Aim of the exercise: Retype the full set of data, character for character.

Information provided:
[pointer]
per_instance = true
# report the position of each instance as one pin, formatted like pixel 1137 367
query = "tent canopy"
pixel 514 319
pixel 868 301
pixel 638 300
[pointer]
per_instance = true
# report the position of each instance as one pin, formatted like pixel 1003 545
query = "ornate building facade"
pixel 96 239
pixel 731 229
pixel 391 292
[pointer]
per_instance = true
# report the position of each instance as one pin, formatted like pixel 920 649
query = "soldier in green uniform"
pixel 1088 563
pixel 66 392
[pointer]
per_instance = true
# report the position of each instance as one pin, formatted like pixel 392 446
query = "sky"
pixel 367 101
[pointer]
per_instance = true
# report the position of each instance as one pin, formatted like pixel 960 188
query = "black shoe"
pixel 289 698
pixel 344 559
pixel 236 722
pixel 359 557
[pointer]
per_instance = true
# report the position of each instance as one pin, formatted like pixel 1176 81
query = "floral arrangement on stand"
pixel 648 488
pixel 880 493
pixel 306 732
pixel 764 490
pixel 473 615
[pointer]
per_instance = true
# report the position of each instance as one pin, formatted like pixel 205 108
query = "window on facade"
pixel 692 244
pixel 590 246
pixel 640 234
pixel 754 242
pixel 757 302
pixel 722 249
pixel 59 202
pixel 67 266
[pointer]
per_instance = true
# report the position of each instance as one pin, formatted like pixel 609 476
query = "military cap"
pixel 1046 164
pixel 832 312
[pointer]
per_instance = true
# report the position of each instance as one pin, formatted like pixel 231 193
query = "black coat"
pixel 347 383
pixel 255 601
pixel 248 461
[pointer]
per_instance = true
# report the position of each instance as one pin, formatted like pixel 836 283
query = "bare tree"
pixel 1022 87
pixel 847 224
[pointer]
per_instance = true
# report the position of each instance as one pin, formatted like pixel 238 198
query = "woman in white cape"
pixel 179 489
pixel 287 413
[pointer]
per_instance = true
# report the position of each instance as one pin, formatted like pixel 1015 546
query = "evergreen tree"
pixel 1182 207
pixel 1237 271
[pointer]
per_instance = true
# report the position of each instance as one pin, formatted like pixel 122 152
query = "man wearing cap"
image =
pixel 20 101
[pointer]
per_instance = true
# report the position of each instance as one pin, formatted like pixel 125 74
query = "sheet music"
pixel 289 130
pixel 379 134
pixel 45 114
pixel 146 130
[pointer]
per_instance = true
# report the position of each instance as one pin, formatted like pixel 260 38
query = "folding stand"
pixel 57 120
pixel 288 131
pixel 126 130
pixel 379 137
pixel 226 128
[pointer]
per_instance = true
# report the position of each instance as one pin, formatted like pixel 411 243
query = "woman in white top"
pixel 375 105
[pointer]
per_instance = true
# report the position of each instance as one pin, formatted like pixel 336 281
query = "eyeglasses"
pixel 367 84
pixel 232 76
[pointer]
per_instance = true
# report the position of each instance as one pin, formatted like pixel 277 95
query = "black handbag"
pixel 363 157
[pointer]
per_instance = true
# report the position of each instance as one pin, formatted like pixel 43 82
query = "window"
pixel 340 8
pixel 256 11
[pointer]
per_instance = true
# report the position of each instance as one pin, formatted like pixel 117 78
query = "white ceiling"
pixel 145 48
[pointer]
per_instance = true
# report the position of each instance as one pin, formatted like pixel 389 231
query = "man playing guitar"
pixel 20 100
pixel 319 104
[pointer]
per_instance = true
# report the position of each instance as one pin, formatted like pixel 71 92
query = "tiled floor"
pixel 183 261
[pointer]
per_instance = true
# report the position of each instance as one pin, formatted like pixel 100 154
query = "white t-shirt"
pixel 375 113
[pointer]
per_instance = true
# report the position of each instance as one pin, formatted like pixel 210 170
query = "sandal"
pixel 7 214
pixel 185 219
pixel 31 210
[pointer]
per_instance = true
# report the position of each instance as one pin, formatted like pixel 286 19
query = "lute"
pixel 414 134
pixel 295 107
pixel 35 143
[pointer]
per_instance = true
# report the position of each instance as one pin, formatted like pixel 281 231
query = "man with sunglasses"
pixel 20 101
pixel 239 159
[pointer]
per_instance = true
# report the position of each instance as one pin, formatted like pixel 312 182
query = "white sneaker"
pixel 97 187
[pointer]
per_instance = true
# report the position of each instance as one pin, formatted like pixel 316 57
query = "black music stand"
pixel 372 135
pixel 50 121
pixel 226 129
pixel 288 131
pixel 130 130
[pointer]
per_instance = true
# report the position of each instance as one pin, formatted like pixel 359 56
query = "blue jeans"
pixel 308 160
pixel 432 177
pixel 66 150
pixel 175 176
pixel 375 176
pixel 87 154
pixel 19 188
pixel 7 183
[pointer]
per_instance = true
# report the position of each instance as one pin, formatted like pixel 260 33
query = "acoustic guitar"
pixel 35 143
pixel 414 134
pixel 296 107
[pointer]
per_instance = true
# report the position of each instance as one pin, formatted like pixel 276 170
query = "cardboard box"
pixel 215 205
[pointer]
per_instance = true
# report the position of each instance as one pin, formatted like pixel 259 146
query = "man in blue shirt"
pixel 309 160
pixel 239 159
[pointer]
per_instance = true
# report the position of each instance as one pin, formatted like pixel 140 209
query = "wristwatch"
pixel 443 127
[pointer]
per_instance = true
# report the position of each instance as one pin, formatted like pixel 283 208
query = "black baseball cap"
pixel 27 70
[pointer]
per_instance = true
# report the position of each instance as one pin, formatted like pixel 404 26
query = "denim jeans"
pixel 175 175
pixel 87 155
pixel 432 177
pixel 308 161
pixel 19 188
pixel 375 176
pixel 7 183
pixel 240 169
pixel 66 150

Written response:
[pointer]
per_instance = true
# report the position of each instance as one pin, formatted like pixel 1137 367
query = "tent canopy"
pixel 514 319
pixel 868 301
pixel 638 300
[pointer]
per_instance = true
# report the position of each instance as one pin, formatted like pixel 1003 545
query = "ornate building facade"
pixel 96 239
pixel 731 229
pixel 391 292
[pointer]
per_instance = true
# report the position of each instance as one pin, formatted like pixel 920 649
query = "soldier in green uniform"
pixel 1088 563
pixel 66 392
[pointer]
per_instance = true
# report the position of each instance as one pin, formatted like pixel 392 446
query = "sky"
pixel 367 101
[pointer]
per_instance = true
# report the position of each instance as one pin, formatted like pixel 960 188
query = "black shoe"
pixel 289 698
pixel 344 559
pixel 236 722
pixel 359 557
[pointer]
per_instance = true
# report the position of each instance as one pin, formatted like pixel 1176 81
query = "floral arrangement on stand"
pixel 648 488
pixel 880 493
pixel 306 732
pixel 764 490
pixel 473 615
[pointer]
per_instance = true
# report the position of each instance as one pin, formatted like pixel 205 108
query = "window on facade"
pixel 692 244
pixel 590 246
pixel 640 234
pixel 754 242
pixel 757 302
pixel 722 249
pixel 59 202
pixel 67 266
[pointer]
per_instance = true
# report the position of each instance as one pin, formatted like pixel 609 476
query = "military cap"
pixel 1046 164
pixel 832 312
[pointer]
per_instance = true
# report the position of each instance as one pin, formatted like pixel 231 193
query = "black coat"
pixel 347 383
pixel 255 601
pixel 248 461
[pointer]
per_instance = true
# report the position of each instance as one pin, formatted like pixel 836 283
query = "bare tree"
pixel 1022 87
pixel 847 224
[pointer]
per_instance = true
# report the position of each instance as one pin, formatted like pixel 238 198
query = "woman in white cape"
pixel 179 489
pixel 287 413
[pointer]
per_instance = true
# report the position of each instance as one pin, formatted like pixel 1015 546
query = "evergreen tree"
pixel 1182 207
pixel 1237 271
[pointer]
per_instance = true
# report the position of each instance as one pin, formatted like pixel 122 152
query = "man wearing cap"
image =
pixel 20 101
[pointer]
per_instance = true
# report the position of each instance as one pin, formatted like pixel 125 74
query = "sheet music"
pixel 289 130
pixel 379 134
pixel 45 114
pixel 146 130
[pointer]
per_instance = true
# report the position of each instance as one pin, formatted like pixel 260 38
query = "folding stand"
pixel 57 120
pixel 288 131
pixel 126 130
pixel 379 137
pixel 226 128
[pointer]
per_instance = true
# report the position of each instance as one pin, formatted like pixel 411 243
query = "woman in white top"
pixel 375 105
[pointer]
per_instance = true
# report the position of each instance as one pin, formatted like pixel 336 281
query = "eyeglasses"
pixel 367 84
pixel 232 76
[pointer]
per_instance = true
# report the position of each instance as one pin, formatted like pixel 277 95
query = "black handbag"
pixel 363 157
[pointer]
per_instance = true
# report the position of each instance as one pin, formatted like pixel 43 82
query = "window"
pixel 340 8
pixel 256 11
[pointer]
per_instance = true
# report the position of each instance as one pin, formatted like pixel 117 78
query = "white ceiling"
pixel 145 48
[pointer]
per_instance = true
# report the position of each instance as one pin, formatted like pixel 389 231
query = "man playing guitar"
pixel 20 100
pixel 319 104
[pointer]
per_instance = true
# report the position of each instance as one pin, formatted like pixel 71 92
query = "tiled floor"
pixel 183 261
[pointer]
per_instance = true
# report the position of each instance as one pin, formatted like pixel 100 154
query = "white t-shirt"
pixel 375 113
[pointer]
per_instance = true
# report the position of each instance as one pin, formatted like pixel 210 170
query = "sandal"
pixel 7 214
pixel 185 219
pixel 31 210
[pointer]
per_instance = true
# report the position of each instance as one pin, formatted like pixel 286 19
query = "lute"
pixel 414 134
pixel 295 107
pixel 35 143
[pointer]
per_instance = true
# report the position of each instance as one pin, formatted like pixel 281 231
query = "man with sunglasses"
pixel 20 101
pixel 239 159
[pointer]
per_instance = true
# report the position of each instance as one pin, formatted like pixel 312 182
query = "white sneaker"
pixel 97 187
[pointer]
per_instance = true
# report the position of each instance as one pin, formatted like pixel 316 57
query = "black music stand"
pixel 372 135
pixel 50 121
pixel 226 129
pixel 288 131
pixel 130 130
[pointer]
per_instance = true
# report the position of each instance as one pin, formatted like pixel 359 56
query = "blue jeans"
pixel 308 160
pixel 432 177
pixel 66 150
pixel 175 176
pixel 375 176
pixel 87 154
pixel 19 188
pixel 7 183
[pointer]
per_instance = true
# report the position of each instance as one pin, formatted like pixel 260 33
query = "acoustic guitar"
pixel 35 143
pixel 414 134
pixel 296 107
[pointer]
per_instance = true
# report the position of each instance as one pin, formatted like pixel 276 170
query = "cardboard box"
pixel 215 205
[pointer]
per_instance = true
# report the position of each instance as one pin, formatted like pixel 259 146
query = "man in blue shirt"
pixel 309 160
pixel 239 159
[pointer]
per_instance = true
# report the position of each instance as one pin, formatted like pixel 140 209
query = "wristwatch"
pixel 443 127
[pointer]
per_instance = true
# report the position of each instance as one pin, formatted like pixel 283 208
query = "black baseball cap"
pixel 27 70
[pointer]
per_instance = true
# report the position of each instance as one pin, formatted like pixel 404 26
query = "denim jeans"
pixel 175 175
pixel 87 155
pixel 432 177
pixel 308 161
pixel 19 188
pixel 375 176
pixel 7 183
pixel 240 169
pixel 66 150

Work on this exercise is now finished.